Photo object pointing records:

+++

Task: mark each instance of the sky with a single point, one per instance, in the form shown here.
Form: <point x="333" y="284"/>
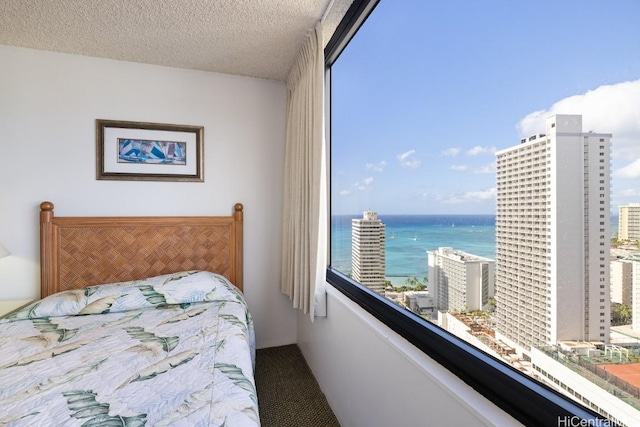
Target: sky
<point x="427" y="92"/>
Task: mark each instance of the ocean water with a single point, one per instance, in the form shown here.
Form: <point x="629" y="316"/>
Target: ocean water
<point x="410" y="236"/>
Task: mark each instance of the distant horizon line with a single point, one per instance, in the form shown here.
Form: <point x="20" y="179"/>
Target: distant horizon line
<point x="441" y="214"/>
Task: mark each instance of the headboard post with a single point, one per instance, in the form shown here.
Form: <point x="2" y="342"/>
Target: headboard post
<point x="48" y="269"/>
<point x="76" y="252"/>
<point x="238" y="217"/>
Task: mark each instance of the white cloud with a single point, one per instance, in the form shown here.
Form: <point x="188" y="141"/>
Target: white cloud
<point x="629" y="192"/>
<point x="408" y="160"/>
<point x="450" y="152"/>
<point x="630" y="171"/>
<point x="364" y="184"/>
<point x="490" y="168"/>
<point x="377" y="167"/>
<point x="611" y="109"/>
<point x="469" y="197"/>
<point x="477" y="150"/>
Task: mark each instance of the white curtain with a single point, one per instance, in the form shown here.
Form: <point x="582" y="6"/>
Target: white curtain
<point x="304" y="247"/>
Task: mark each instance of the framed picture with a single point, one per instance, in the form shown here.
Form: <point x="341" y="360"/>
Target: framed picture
<point x="138" y="151"/>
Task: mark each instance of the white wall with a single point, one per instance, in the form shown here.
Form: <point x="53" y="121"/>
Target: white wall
<point x="372" y="377"/>
<point x="48" y="106"/>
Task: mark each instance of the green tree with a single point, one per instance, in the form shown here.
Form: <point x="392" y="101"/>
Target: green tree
<point x="620" y="314"/>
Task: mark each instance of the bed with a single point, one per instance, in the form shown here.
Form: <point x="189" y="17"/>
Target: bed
<point x="141" y="321"/>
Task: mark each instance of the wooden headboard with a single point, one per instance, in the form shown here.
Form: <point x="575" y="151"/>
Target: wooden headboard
<point x="82" y="251"/>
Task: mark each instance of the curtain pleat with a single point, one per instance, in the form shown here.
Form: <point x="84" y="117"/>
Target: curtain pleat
<point x="305" y="205"/>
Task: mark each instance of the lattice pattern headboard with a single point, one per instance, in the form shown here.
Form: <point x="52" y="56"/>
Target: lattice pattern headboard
<point x="81" y="251"/>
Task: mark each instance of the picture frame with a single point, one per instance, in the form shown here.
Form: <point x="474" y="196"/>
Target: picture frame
<point x="142" y="151"/>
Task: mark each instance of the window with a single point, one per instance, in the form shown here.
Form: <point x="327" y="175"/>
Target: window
<point x="418" y="151"/>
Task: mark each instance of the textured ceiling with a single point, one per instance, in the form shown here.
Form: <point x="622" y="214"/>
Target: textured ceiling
<point x="257" y="38"/>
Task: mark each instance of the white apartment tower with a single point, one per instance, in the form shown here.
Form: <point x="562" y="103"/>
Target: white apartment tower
<point x="553" y="236"/>
<point x="635" y="297"/>
<point x="629" y="222"/>
<point x="368" y="251"/>
<point x="621" y="281"/>
<point x="459" y="280"/>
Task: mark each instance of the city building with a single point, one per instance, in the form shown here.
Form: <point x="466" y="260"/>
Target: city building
<point x="629" y="222"/>
<point x="553" y="236"/>
<point x="621" y="270"/>
<point x="460" y="281"/>
<point x="420" y="302"/>
<point x="635" y="295"/>
<point x="368" y="251"/>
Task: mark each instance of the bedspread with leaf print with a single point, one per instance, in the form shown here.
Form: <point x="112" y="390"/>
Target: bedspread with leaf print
<point x="169" y="350"/>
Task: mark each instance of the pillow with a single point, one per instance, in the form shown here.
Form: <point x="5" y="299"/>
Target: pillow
<point x="176" y="288"/>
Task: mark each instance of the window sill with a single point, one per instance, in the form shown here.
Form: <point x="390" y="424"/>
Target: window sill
<point x="525" y="399"/>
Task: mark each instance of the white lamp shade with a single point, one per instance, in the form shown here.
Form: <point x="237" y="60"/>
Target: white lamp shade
<point x="3" y="251"/>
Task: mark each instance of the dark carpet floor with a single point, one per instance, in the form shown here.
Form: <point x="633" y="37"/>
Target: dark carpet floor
<point x="288" y="393"/>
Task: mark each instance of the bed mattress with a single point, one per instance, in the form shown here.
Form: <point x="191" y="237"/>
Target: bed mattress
<point x="169" y="350"/>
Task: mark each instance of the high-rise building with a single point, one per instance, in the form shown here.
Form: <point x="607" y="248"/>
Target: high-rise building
<point x="553" y="236"/>
<point x="621" y="281"/>
<point x="459" y="280"/>
<point x="635" y="295"/>
<point x="629" y="222"/>
<point x="368" y="251"/>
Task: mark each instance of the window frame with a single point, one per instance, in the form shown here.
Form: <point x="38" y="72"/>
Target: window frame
<point x="525" y="399"/>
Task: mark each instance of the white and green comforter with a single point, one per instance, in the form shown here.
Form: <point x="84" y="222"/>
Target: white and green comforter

+++

Written exercise
Transcribe all the records above word for word, without their images.

Reply
Task: mark each instance of the sky with a single point, one per instance, in the form shown here.
Form: <point x="333" y="284"/>
Target: sky
<point x="427" y="92"/>
Task: mark each instance of the ocean water with a single point, one per instance, in the form shown here.
Form: <point x="629" y="316"/>
Target: ocean water
<point x="410" y="236"/>
Task: mark each instance of the distant horizon line with a single point, one per instance, in the form shown here.
Form: <point x="20" y="179"/>
Target: distant horizon line
<point x="441" y="214"/>
Task: mark each instance of the headboard post with a single point, one per instance, in the form shown here.
Form: <point x="2" y="342"/>
Target: headboard post
<point x="48" y="269"/>
<point x="76" y="252"/>
<point x="238" y="217"/>
Task: mark each instance of the white cloud with a single point, one per instance, in the form shown here.
Form: <point x="188" y="141"/>
Target: white cloud
<point x="629" y="192"/>
<point x="408" y="160"/>
<point x="450" y="152"/>
<point x="630" y="171"/>
<point x="364" y="184"/>
<point x="490" y="168"/>
<point x="377" y="167"/>
<point x="611" y="109"/>
<point x="469" y="197"/>
<point x="477" y="150"/>
Task: mark each instance of the white curtain with a single point, one per instance, in the form shown here.
Form: <point x="582" y="6"/>
Target: white curtain
<point x="304" y="247"/>
Task: mark each instance of the framed picture with a single point, one per instance, in the form shown here.
Form: <point x="341" y="360"/>
Target: framed picture
<point x="138" y="151"/>
Task: mark each instance of the white wall with a single point, one per instance, in the form shown here.
Form: <point x="53" y="121"/>
Target: white wall
<point x="372" y="377"/>
<point x="48" y="106"/>
Task: mark each instance of the green tree with a single point, one per instance, in the form shown here.
Form: <point x="392" y="101"/>
Target: green tree
<point x="620" y="314"/>
Task: mark each instance of the bed with a single point, one per instance, in the form shown here.
Form: <point x="189" y="17"/>
Target: bed
<point x="141" y="321"/>
Task: mark each instance of the wooden headboard with a single point, one per instance, in the form shown here.
Form: <point x="575" y="151"/>
Target: wooden headboard
<point x="82" y="251"/>
Task: mark each instance of the curtain pleat with a single point, one per instance, in the form shown here.
Form: <point x="84" y="117"/>
Target: curtain pleat
<point x="305" y="205"/>
Task: mark each instance of the lattice pattern headboard with a single point, one per instance, in the form shown here.
Form: <point x="52" y="56"/>
Target: lattice pattern headboard
<point x="81" y="251"/>
Task: mark each instance of the picture frame with a single point, one per instance, in the form shown here.
Form: <point x="474" y="196"/>
Target: picture frame
<point x="142" y="151"/>
Task: mark each instance of the window with a single point, one per instance, in the form shown here.
Form: <point x="327" y="175"/>
Target: window
<point x="418" y="151"/>
Task: mark each instance of the textured ceiling with a single point, one per instance, in the form shown here.
Form: <point x="622" y="214"/>
Target: textured ceiling
<point x="257" y="38"/>
Task: mark each instance of the white apartment tower with a single point, one per instance, in the form shown here.
Form: <point x="562" y="103"/>
Target: white apartment tower
<point x="553" y="236"/>
<point x="635" y="297"/>
<point x="629" y="222"/>
<point x="368" y="251"/>
<point x="621" y="281"/>
<point x="459" y="280"/>
Task: mark each instance of the city building with a single point, one per instance, in the form shown here.
Form: <point x="466" y="260"/>
Target: city building
<point x="629" y="222"/>
<point x="553" y="236"/>
<point x="621" y="270"/>
<point x="460" y="281"/>
<point x="420" y="302"/>
<point x="635" y="295"/>
<point x="368" y="251"/>
Task: mark each instance of the bedspread with leaf print with a single point, one per instance, in the form shown here.
Form: <point x="112" y="390"/>
Target: bedspread with leaf print
<point x="169" y="350"/>
Task: mark each instance of the pillow with a single point, one per instance, in the form shown here.
Form: <point x="5" y="299"/>
Target: pillow
<point x="176" y="288"/>
Task: mark each instance of the window sill with a single point, one per instance, in the form shown here.
Form: <point x="390" y="424"/>
Target: window sill
<point x="525" y="399"/>
Task: mark each instance of the white lamp shade with a single point, one per instance, in the form shown here.
Form: <point x="237" y="60"/>
Target: white lamp shade
<point x="3" y="251"/>
Task: mark each instance of the dark carpet floor with a single point, one per instance, in the form shown here.
Form: <point x="633" y="37"/>
Target: dark carpet floor
<point x="288" y="393"/>
Task: mark each instance of the bed mattress with a single point, one per instance, in the form shown here.
Form: <point x="191" y="237"/>
Target: bed mattress
<point x="169" y="350"/>
Task: mark each instance of the high-rise building with a single point, one per instance, in the form shown here.
Form: <point x="607" y="248"/>
Target: high-rise building
<point x="553" y="236"/>
<point x="621" y="281"/>
<point x="459" y="280"/>
<point x="635" y="295"/>
<point x="629" y="222"/>
<point x="368" y="251"/>
Task: mark each instance of the window frame with a single point, one per instance, in the form shown here.
Form: <point x="38" y="72"/>
Target: window frame
<point x="525" y="399"/>
Task: mark each instance of the white and green comforter with a single point, one per instance, in the form shown here.
Form: <point x="84" y="222"/>
Target: white and green comforter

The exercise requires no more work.